=== Begin Enclosure ===
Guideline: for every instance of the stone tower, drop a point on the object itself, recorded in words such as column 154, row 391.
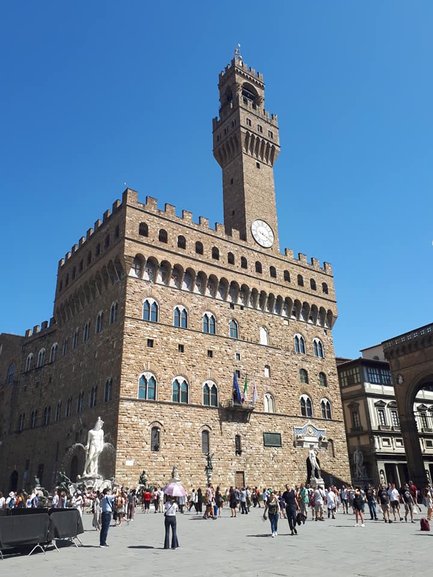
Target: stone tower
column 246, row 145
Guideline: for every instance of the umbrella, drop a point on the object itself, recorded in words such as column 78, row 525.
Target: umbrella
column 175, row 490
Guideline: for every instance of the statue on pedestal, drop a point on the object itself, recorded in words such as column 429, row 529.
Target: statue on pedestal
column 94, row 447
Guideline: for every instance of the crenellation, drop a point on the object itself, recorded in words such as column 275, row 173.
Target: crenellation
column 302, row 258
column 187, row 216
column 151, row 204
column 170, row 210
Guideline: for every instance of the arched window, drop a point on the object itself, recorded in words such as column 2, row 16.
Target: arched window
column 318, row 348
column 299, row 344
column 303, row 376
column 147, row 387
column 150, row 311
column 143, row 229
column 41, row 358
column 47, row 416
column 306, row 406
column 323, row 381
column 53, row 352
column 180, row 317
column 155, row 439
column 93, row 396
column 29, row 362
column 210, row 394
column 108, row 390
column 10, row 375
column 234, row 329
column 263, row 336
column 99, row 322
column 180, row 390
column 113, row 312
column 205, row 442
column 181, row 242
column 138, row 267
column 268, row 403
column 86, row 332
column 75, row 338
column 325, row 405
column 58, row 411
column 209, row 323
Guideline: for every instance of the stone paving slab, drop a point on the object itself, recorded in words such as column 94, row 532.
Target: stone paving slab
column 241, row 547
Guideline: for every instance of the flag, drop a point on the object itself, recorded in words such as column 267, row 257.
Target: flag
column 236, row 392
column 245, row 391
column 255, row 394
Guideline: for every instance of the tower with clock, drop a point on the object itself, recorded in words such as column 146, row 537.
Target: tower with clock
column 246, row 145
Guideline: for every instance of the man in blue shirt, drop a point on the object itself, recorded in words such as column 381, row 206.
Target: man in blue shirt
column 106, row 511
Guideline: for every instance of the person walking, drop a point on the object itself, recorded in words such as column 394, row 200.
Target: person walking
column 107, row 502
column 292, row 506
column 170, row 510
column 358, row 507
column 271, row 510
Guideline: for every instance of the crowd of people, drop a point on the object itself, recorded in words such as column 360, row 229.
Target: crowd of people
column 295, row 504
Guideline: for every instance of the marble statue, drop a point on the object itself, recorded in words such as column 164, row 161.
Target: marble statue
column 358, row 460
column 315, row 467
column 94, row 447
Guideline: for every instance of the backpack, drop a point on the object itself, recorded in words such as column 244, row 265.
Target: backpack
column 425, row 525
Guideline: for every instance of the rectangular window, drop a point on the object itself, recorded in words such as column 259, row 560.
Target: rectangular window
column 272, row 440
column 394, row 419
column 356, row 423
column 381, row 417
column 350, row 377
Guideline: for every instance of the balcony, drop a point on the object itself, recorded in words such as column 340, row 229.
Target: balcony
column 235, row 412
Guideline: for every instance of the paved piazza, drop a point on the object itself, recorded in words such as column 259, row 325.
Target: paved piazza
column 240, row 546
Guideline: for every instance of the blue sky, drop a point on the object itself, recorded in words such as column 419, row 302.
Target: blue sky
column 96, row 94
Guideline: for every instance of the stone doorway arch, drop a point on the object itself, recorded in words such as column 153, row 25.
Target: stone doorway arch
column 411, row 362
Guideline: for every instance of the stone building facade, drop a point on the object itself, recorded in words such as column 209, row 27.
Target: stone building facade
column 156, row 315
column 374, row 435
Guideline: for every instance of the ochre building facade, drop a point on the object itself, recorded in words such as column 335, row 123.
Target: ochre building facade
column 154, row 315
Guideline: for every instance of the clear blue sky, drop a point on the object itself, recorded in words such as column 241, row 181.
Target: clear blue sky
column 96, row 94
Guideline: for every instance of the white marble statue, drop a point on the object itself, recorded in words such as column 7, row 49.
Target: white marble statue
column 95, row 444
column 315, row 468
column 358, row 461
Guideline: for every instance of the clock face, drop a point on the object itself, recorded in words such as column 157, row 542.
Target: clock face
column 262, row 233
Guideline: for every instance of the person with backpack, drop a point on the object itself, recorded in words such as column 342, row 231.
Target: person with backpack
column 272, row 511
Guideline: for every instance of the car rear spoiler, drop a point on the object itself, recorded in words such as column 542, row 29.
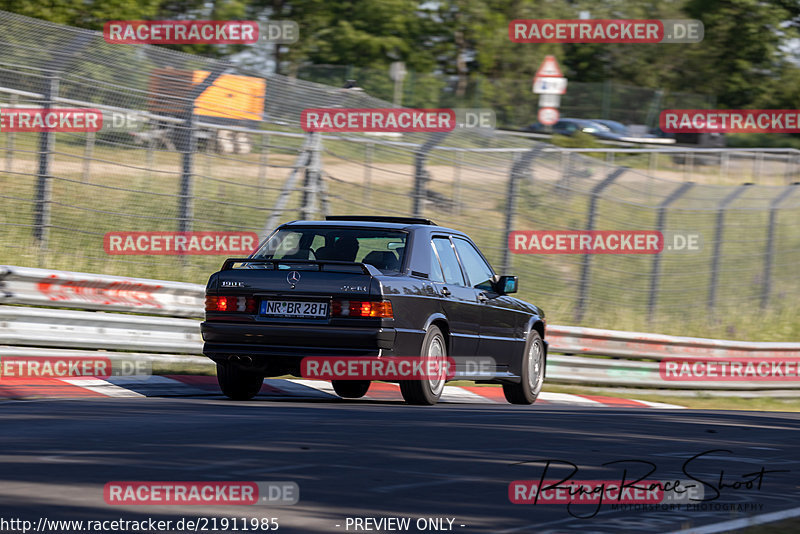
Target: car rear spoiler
=== End Enclosure ===
Begin at the first line of the entries above and return each line exactly, stopping after the line that contains "Guideline: for every instance of the man". Pictures do not belong in the copy.

Guideline: for every instance of the stone tower, drop a point on the object itself, recorded in words such as column 154, row 391.
Target: stone tower
column 246, row 145
Guideline: for every instance of the umbrella, drop a point on the object itself, recorded in words such as column 78, row 525.
Target: umbrella
column 175, row 490
Guideline: for every instance of the statue on pedestal, drop a point on the object itself, recorded in words such as column 429, row 529.
Target: statue on pedestal
column 94, row 447
Guideline: for every instance of the crenellation, drop a point on the object itself, recorded in words such as column 275, row 173.
Target: crenellation
column 302, row 258
column 187, row 216
column 151, row 204
column 170, row 210
Guideline: for every instance of the arched window, drop a point on the object itself, recorded in words such as column 2, row 16.
Target: arched window
column 318, row 348
column 299, row 344
column 303, row 376
column 147, row 387
column 150, row 311
column 143, row 229
column 41, row 358
column 47, row 416
column 306, row 406
column 323, row 381
column 53, row 352
column 180, row 317
column 155, row 439
column 93, row 396
column 29, row 362
column 210, row 394
column 108, row 390
column 10, row 375
column 234, row 329
column 263, row 336
column 99, row 322
column 180, row 390
column 113, row 312
column 205, row 442
column 181, row 242
column 138, row 267
column 268, row 403
column 86, row 332
column 75, row 338
column 325, row 405
column 58, row 411
column 209, row 323
Guideline: for every instance of the stone paving slab, drop a point on the object itself, recorded in words such as column 94, row 532.
Target: stone paving slab
column 241, row 547
Guideline: for every instance of the flag, drop a point on the object itself, recorded in words such as column 267, row 257.
Target: flag
column 236, row 392
column 245, row 391
column 255, row 394
Guideline: for every instance of the tower with clock, drop a point on the object itself, recorded in words such as column 146, row 537.
Target: tower with clock
column 246, row 145
Guideline: for every instance of the man in blue shirt, drop a point on the object itself, recorded in words such as column 381, row 206.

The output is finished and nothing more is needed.